AIM OF THE TASK
One figure is wanted here: how many lines in the entries hold the word "Category".

DATA FOR PROCESSING
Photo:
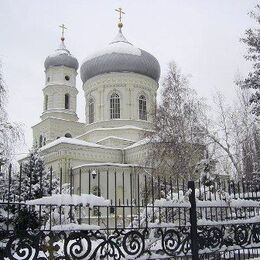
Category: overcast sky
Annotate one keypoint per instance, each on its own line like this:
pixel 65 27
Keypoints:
pixel 202 36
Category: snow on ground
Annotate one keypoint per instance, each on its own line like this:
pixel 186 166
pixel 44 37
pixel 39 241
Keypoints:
pixel 66 199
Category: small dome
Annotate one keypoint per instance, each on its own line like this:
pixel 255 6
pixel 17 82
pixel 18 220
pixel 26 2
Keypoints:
pixel 61 57
pixel 120 56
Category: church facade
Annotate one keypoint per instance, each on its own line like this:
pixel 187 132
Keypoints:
pixel 120 83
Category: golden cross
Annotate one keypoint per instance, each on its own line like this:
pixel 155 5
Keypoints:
pixel 120 13
pixel 62 31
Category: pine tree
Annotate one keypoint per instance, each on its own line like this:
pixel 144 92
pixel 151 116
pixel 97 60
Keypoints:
pixel 252 81
pixel 177 142
pixel 36 181
pixel 32 182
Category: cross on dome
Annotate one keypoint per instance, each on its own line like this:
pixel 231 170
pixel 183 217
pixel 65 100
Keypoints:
pixel 120 11
pixel 62 31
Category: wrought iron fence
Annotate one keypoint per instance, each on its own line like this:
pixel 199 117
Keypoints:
pixel 104 214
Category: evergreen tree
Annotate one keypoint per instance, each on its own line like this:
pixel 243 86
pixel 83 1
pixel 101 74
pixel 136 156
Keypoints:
pixel 36 181
pixel 177 145
pixel 32 182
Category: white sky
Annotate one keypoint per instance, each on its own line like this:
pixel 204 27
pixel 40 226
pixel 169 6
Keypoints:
pixel 202 36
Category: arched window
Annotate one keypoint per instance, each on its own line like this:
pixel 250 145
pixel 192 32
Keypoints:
pixel 45 102
pixel 142 108
pixel 91 110
pixel 40 141
pixel 97 192
pixel 67 101
pixel 114 106
pixel 68 135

PROBLEM SOLUTION
11